It is no longer e same...
E feelin is no longer e same. I find myself unable to open up n crap like how I use to b. E feelin of jus crappin n baring ur heart to e other party is no longer there. That is wat realli saddens me. I seriously dunno how to go abt salvagin tis frenship. We r still frens but it no longer feels e same. I miss how we used to b. I dunno if it is onli me who is feelin tis way. I wanna stretch my hand n show concern as a fren. However, I am afraid tat he will misunderstand it. I dun wanna things to get worst. At e tot of tat, it kinda stop me from showin any concern. I seriously miss e listening ear I used to hav. In e past, I will jus go n tok to him n start my complainin session. As for now, I dun dare to call him up n complain abt my problems anymore. I feel bad tat he is listenin to me. It feels one sided. I guess there is nothin I can do to salvage it but try to keep in contact. If we dun keep in contact, I believe our frenship will end one dae. We will end up like strangers. Ever since e change took place, I dun realli complain or tok abt wat is troublin me anymore. Not even e closest person to me. I start to take a different approach to pple ard me. I started to listen to wat they hav to sae. When it is my turn to express my views, I am at loss of words.

#### [Extracted data]
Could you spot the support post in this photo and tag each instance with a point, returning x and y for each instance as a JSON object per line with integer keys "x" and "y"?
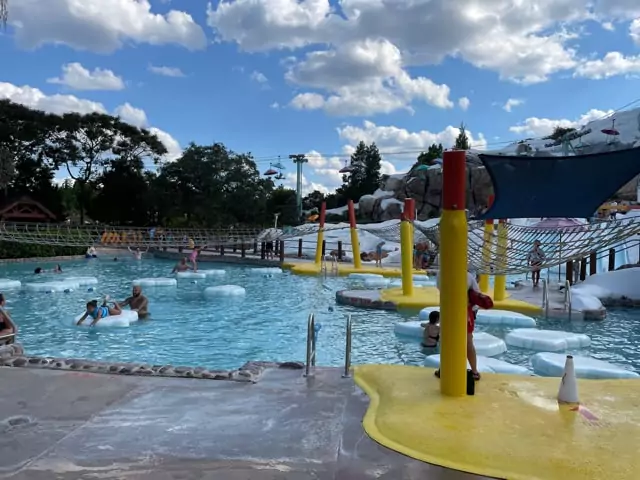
{"x": 487, "y": 249}
{"x": 320, "y": 241}
{"x": 406, "y": 246}
{"x": 500, "y": 285}
{"x": 355, "y": 242}
{"x": 612, "y": 259}
{"x": 569, "y": 272}
{"x": 453, "y": 275}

#### [Tasks for this exercise]
1: In the text about the changed friendship, what does the writer believe will happen if the two of them stop keeping in contact?
2: Extend the text about the changed friendship, starting after its final sentence.

#### [Solved problems]
1: The friendship will end one day, and they will end up like strangers.

2:
E feelin of havin sumone to listen to ur problems realli brightens up one's dae. It is not as if I dun hav pple to listen to me but I dun feel comfortable enoff to open up myself. I guess wat helped me to pull thru those daes of misery in skool is havin a listenin ear. I am not good @ expressin myself. I jus hope tat he is able to understand tat I jus wanna keep tis frenship goin n I am not e same anymore. :)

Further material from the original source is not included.